* [Activity] Could you write out every entry exactly as it stands?

* [Excerpted records]

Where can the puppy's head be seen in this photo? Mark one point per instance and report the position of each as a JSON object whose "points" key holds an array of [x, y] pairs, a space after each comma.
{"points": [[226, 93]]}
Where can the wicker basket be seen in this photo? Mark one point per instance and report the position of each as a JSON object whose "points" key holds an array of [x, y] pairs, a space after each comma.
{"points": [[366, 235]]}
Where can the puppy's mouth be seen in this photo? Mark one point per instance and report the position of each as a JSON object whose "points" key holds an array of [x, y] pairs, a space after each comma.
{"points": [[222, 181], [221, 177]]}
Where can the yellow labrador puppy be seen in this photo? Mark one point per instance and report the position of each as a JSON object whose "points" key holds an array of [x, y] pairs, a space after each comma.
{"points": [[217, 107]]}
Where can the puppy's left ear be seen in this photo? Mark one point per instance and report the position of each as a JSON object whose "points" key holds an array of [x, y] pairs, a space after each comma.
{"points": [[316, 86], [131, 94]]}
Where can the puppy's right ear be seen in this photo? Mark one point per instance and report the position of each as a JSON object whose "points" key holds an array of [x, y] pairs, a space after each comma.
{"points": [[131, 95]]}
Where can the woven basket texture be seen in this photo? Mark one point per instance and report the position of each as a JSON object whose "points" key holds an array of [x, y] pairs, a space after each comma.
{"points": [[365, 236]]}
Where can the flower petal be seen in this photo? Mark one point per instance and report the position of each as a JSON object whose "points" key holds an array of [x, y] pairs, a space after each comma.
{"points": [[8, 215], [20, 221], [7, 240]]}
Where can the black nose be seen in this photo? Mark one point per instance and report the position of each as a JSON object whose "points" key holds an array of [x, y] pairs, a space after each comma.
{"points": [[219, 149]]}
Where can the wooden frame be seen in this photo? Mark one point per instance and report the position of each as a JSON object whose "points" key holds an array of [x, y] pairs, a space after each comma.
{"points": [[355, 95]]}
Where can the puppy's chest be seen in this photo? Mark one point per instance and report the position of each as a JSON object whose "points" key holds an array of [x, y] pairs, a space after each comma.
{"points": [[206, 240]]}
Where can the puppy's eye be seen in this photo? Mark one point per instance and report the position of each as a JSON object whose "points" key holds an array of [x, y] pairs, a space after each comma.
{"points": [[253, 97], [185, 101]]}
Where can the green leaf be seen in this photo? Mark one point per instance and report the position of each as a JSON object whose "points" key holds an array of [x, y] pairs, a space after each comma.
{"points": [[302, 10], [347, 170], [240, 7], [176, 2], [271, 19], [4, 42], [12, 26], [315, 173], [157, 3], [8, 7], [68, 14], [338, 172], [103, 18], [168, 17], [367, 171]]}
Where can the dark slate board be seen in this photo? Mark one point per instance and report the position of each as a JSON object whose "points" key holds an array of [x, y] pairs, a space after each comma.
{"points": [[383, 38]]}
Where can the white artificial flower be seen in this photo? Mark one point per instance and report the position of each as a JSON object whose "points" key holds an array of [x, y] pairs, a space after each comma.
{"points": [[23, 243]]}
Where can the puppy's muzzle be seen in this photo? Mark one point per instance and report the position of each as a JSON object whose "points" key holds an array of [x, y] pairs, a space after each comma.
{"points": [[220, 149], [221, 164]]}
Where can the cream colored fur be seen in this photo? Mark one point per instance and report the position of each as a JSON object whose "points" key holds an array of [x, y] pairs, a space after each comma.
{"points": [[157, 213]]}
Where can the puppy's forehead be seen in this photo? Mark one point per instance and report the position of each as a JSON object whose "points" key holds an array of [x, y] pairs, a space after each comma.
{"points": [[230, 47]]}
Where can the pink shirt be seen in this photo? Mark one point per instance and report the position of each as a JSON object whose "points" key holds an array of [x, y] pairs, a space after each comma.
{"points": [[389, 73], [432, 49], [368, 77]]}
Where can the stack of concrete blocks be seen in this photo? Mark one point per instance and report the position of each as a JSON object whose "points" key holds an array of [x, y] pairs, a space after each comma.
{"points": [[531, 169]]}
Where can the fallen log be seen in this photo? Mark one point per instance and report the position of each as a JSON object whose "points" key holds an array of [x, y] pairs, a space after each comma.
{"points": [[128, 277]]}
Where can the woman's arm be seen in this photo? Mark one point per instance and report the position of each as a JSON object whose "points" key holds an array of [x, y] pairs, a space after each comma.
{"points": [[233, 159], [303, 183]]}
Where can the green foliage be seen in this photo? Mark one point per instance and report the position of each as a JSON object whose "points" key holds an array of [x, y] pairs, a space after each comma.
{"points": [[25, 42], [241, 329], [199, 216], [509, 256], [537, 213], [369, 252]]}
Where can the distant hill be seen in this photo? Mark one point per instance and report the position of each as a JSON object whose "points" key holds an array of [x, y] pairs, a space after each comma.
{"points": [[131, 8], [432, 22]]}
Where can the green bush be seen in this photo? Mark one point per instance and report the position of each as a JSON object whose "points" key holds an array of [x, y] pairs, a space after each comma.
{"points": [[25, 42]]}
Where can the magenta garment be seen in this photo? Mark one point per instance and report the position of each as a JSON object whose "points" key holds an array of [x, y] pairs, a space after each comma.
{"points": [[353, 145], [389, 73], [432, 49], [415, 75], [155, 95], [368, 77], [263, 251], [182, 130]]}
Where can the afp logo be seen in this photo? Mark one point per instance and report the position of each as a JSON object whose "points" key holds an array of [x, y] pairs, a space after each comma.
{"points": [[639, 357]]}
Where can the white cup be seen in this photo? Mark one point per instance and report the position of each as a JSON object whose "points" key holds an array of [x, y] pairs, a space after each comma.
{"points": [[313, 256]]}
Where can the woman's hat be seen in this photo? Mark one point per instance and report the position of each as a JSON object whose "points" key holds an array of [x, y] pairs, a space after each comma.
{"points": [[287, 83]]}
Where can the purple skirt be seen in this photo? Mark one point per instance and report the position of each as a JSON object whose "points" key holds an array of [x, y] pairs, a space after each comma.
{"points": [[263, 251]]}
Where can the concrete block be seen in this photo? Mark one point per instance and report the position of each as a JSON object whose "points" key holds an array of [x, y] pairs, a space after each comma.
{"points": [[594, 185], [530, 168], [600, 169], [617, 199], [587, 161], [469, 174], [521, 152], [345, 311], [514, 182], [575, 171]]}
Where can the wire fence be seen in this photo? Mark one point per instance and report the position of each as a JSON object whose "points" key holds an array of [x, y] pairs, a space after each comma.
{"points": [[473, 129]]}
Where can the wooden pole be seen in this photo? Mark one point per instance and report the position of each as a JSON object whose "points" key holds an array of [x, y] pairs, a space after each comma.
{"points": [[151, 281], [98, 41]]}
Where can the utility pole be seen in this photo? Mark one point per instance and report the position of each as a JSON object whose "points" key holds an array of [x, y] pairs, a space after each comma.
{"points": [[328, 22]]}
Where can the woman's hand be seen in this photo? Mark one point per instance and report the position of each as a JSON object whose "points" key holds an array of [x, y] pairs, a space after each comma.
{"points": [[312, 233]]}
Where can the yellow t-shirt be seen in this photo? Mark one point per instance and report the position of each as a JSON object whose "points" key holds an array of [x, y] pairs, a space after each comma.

* [Answer for the task]
Where can the puppy's head be seen in this photo? Mark one point per instance and report the position of each as a JSON object whose "points" key holds an array of [x, y] pairs, a space after each comma.
{"points": [[226, 93]]}
Where can the wicker basket be seen in this photo? Mark one point per instance and report the position of each as a JSON object whose "points" key holds an array of [x, y] pairs, a space after each comma.
{"points": [[366, 235]]}
Where can the puppy's mouth be seen in this photo? Mark one point per instance and report the position of each as a JSON object whose "points" key holds an array of [x, y] pairs, a space after each comma.
{"points": [[222, 181], [221, 177]]}
Where can the yellow labrador puppy be seen in this photo? Mark one point per instance and report the position of each as a JSON object whose "points" key holds an array of [x, y] pairs, a space after each comma.
{"points": [[217, 107]]}
Where can the puppy's left ear be seen in this photo? Mark one point per instance and report the position of each as a JSON object whose "points" key holds an array of [x, y] pairs, a space after each comma.
{"points": [[316, 86], [131, 94]]}
Where can the puppy's right ear be seen in this photo? Mark one point per instance and report the position of each as a JSON object whose "points" key holds an array of [x, y] pairs, a space after each comma.
{"points": [[131, 95]]}
Where can the woven basket texture be seen in this photo? Mark one point per instance and report the position of each as a JSON object whose "points" key holds an array of [x, y] pairs, a space after each comma.
{"points": [[365, 236]]}
Where can the flower petal be seen in this photo? Mark one point per instance and report the position of each as a JSON object whose "points" key holds an array of [x, y] pairs, a space after each comma.
{"points": [[8, 215], [20, 221], [7, 240]]}
Where can the black nose be seen in this photo? Mark one point per instance and report the position of each as a JSON object whose "points" key holds an array of [x, y] pairs, a space after each comma.
{"points": [[219, 149]]}
Where can the wooden frame be seen in this photo? Mark one point per instance and report the position of each as a JSON object whose "points" key holds an array of [x, y] pairs, a space after each comma.
{"points": [[355, 95]]}
Where can the puppy's chest be seen in this photo? Mark one point per instance and report the position of each as a JSON object whose "points" key holds an array of [x, y] pairs, a space after each comma.
{"points": [[206, 240]]}
Where can the puppy's eye be seen in this photo? Mark one point per instance and report the position of each as a JSON object whose "points" key holds an array of [x, y] pairs, a space after each comma.
{"points": [[253, 97], [185, 101]]}
Where can the green leaf be seen in this photo? Mark one point per instance and report the position of each as a JSON object whose "points" key holds an array of [x, y] pairs, a space after each comma.
{"points": [[302, 10], [347, 170], [240, 7], [176, 2], [271, 19], [4, 42], [12, 26], [315, 173], [157, 3], [8, 7], [68, 14], [338, 172], [103, 18], [168, 17], [367, 171]]}
Where can the dark slate board be seen in this photo? Mark one point per instance and report the position of each as a JSON object whose "points" key holds an array of [x, y] pairs, a space after each comma.
{"points": [[383, 38]]}
Where can the white artificial flower be seen in this photo? Mark one point per instance and report the position of each as a JSON object whose "points" key holds an array of [x, y] pairs, a space after each comma.
{"points": [[23, 243]]}
Where can the puppy's muzzle be seen in this photo? Mark one point per instance and report the position of each as a JSON object whose "points" key holds an array of [x, y] pairs, a space after each comma.
{"points": [[220, 149], [221, 164]]}
Where can the cream colored fur be seen in this photo? Mark one point per instance and report the position of each as a JSON object whose "points" key holds an array of [x, y] pairs, a space after each comma.
{"points": [[157, 213]]}
Where can the puppy's forehead be seen in this photo? Mark one point per instance and report the position of each as a JSON object whose "points" key holds an array of [x, y] pairs, a space after each comma.
{"points": [[230, 47]]}
Where can the pink shirt be seen in this photo? Mark one point per instance and report the position of each as a JSON object whose "points" key holds an array of [x, y] pairs, a space after each comma.
{"points": [[389, 73], [432, 49], [368, 77]]}
Where can the stack of concrete blocks be seen in this photo? Mark one point per instance and report the position of each as a JSON object whose "points" key holds an array of [x, y] pairs, a space after each comma.
{"points": [[531, 169]]}
Where can the fallen log be seen in this photo? Mark one point per instance and report the position of each as a JSON object whose "points" key holds an array of [x, y] pairs, a space after each comma.
{"points": [[128, 277]]}
Where can the woman's arm be seen in this photo? Mark one point per instance and report the position of each as a JSON object whose "points" key holds an array of [x, y] pairs, a space after each comma.
{"points": [[233, 159], [303, 183]]}
Where can the green foliage be seen in this photo? Mark one point per instance and report the position of each as a JSON object whose "points" key holds an array of [x, y] pairs, a space after each comma.
{"points": [[25, 42], [241, 329], [199, 216], [509, 256], [537, 213], [369, 252]]}
Where can the distant hill be seen in this photo? Mark one point per instance and report the position of each as a JSON object whose "points" key holds an array of [x, y] pairs, a space after each comma.
{"points": [[131, 8], [432, 22]]}
Where can the green bush be seen in this photo? Mark one point per instance and report the position of each as a JSON object whose "points" key holds an array of [x, y] pairs, a space after each comma.
{"points": [[25, 42]]}
Where can the magenta garment be seen in this photo? Mark one point per instance and report the position of each as a JSON object whose "points" key holds an array of [x, y] pairs, a space after each comma.
{"points": [[353, 145], [389, 73], [432, 49], [415, 75], [155, 95], [368, 77], [263, 251], [182, 130]]}
Where can the afp logo be seen in this photo? Mark one point per instance and report the position of each as a JSON object whose "points" key holds an array of [x, y] pairs, a space after each comma.
{"points": [[639, 357]]}
Where can the white cup be seen in this photo? Mark one point per instance and report the position of each as a JSON object whose "points" key holds an array of [x, y] pairs, a space after each comma.
{"points": [[313, 256]]}
Where can the woman's hat be seen in this photo? Mark one point per instance and report the position of each as a JSON object whose "points" key holds an array of [x, y] pairs, a space after each comma.
{"points": [[287, 83]]}
Where can the purple skirt be seen in this photo? Mark one point per instance and report the position of each as a JSON object whose "points" key holds an array of [x, y] pairs, a space after each comma.
{"points": [[263, 251]]}
Where can the concrete block be seen in this photo? Mark one point per instance and report the position of each as a JSON object whose "points" key holds an array of [x, y] pairs, a space after each comma.
{"points": [[594, 185], [530, 168], [600, 169], [617, 199], [587, 161], [469, 174], [521, 152], [345, 311], [514, 182], [575, 171]]}
Where can the wire fence be seen in this photo? Mark one point per instance and report the position of each as a JSON object whose "points" key holds an array of [x, y] pairs, a space after each comma.
{"points": [[473, 129]]}
Where can the wooden pole be seen in this photo? Mark one point per instance and report the position of each as a JSON object whose "points" key holds an array of [x, y] pairs, a space after each comma.
{"points": [[151, 281], [98, 41]]}
Where can the utility pole be seen in this photo? Mark one point per instance and report the position of each as a JSON object whose "points" key holds an array of [x, y] pairs, a space after each comma.
{"points": [[328, 22]]}
Where can the woman's hand be seen in this photo? Mark one point per instance and report the position of each as a JSON object whose "points" key holds an array of [x, y] pairs, a space after each comma.
{"points": [[312, 233]]}
Where can the yellow t-shirt be seen in this photo? Mark one point per instance and report the position of each as a JSON object whose "points" key holds an array of [x, y] pairs, a space after each comma.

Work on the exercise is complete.